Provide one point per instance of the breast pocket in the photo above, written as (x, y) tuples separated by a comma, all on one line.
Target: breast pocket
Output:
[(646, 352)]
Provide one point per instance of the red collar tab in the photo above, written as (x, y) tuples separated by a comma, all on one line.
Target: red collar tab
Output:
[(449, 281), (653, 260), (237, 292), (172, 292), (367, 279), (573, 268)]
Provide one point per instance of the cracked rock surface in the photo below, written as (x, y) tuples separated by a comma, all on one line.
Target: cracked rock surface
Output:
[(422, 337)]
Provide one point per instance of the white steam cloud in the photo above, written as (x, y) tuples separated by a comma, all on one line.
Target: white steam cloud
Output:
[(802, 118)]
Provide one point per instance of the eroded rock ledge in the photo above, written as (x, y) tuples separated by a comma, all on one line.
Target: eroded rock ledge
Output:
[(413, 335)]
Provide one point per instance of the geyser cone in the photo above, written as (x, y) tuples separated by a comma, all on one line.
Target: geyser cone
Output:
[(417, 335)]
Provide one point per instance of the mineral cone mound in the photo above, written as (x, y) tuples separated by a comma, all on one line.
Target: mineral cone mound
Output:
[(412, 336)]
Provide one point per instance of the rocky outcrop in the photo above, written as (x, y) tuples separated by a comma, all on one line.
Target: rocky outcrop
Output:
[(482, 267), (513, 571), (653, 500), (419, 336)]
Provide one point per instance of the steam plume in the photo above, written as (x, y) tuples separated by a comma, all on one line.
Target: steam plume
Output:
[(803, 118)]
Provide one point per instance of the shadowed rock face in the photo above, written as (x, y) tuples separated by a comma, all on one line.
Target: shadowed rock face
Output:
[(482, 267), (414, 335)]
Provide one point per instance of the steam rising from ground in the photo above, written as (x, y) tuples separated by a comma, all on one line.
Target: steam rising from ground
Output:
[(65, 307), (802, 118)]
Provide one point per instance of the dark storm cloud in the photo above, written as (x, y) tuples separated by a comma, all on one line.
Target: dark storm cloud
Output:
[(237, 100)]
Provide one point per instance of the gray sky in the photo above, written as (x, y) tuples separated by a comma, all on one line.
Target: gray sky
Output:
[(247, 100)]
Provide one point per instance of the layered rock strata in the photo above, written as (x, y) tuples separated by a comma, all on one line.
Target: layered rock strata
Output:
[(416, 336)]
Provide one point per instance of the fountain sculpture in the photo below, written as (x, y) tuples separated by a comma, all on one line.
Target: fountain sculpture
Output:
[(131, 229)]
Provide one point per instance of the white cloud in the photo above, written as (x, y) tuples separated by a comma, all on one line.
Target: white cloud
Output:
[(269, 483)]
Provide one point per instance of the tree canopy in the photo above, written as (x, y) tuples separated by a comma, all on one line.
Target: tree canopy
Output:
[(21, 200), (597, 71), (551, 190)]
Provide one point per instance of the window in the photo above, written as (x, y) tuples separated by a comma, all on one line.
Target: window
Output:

- - -

Each entry must be reproduced verbatim.

[Task answer]
Provide one point per instance of the breast pocket in the photo above, written as (x, y) tuples separated by a comma, all on one line.
Target: breast pocket
Output:
[(646, 352)]
Provide one point per instance of the red collar tab in the photo above, written as (x, y) tuples separated by a comma, all on one line.
Target: red collar tab
Output:
[(449, 281), (653, 260), (237, 292), (172, 292), (367, 279), (573, 268)]
Provide one point per instance of the cracked rock surface in the photo below, written as (x, y) tuples separated by a comma, all on one line.
Target: cracked rock surface
Output:
[(422, 337)]
Provide one point per instance of the white steam cloud in the photo above, written as (x, y) tuples separated by a comma, all on one line.
Target: white steam cloud
Output:
[(802, 118)]
Provide one point per instance of the eroded rock ledge in the photo above, written as (x, y) tuples separated by a comma, all on one line.
Target: eroded rock ledge
Output:
[(413, 335)]
Provide one point per instance of the geyser cone in the photo above, written as (x, y) tuples separated by a comma, all on one line.
Target: geyser cone
Output:
[(417, 335)]
Provide one point per instance of the mineral cone mound in the photo above, written as (x, y) tuples separated by a comma, all on one line.
Target: mineral cone mound
Output:
[(412, 336)]
Provide one point per instance of the rocky outcrop in the photo above, written as (x, y) tuples separated by a comma, all on one line.
Target: rocky outcrop
Output:
[(482, 267), (513, 571), (653, 500), (419, 336)]
Provide one point per instance of the steam plume in the photo above, written as (x, y) tuples separated by a comma, all on one line.
Target: steam plume
Output:
[(803, 118)]
Provide one point per instance of the shadowed rock face in the photo above, written as (x, y) tuples separated by a comma, all on one line.
Target: shadowed rock face
Output:
[(482, 267), (414, 335)]
Provide one point per instance of the steam rising from ground in the photo above, written as (x, y) tuples separated by a comma, all on one line.
Target: steam rising from ground
Output:
[(65, 307), (802, 118)]
Provide one point per instance of the dark storm cloud in the photo above, written as (x, y) tuples separated by a comma, all on one line.
Target: dark storm cloud
Output:
[(237, 100)]
Provide one point per instance of the gray sky in the photo above, written as (x, y) tuples separated by a comma, all on one line.
Target: gray sky
Output:
[(247, 100)]
Provide one point per instance of the layered rock strata in the photo above, written as (x, y) tuples separated by a comma, all on one line.
Target: layered rock strata
Output:
[(416, 336)]
Provide one point per instance of the fountain sculpture in the photo below, written as (x, y) tuples separated by a comma, all on one line.
Target: fountain sculpture
Output:
[(131, 229)]
Provide one point per instance of the white cloud in the photo above, written as (x, y) tuples separated by a comma, all on one line.
Target: white cloud
Output:
[(269, 483)]
Provide one point per instance of the tree canopy in the photo above, written as (x, y) tuples separated by a comma, all on one line.
Target: tree canopy
Output:
[(21, 200), (597, 71), (551, 190)]
Provide one point per instance of the window in the photo above, written as (x, y) tuples separated by a comma, all on one line.
Target: window
Output:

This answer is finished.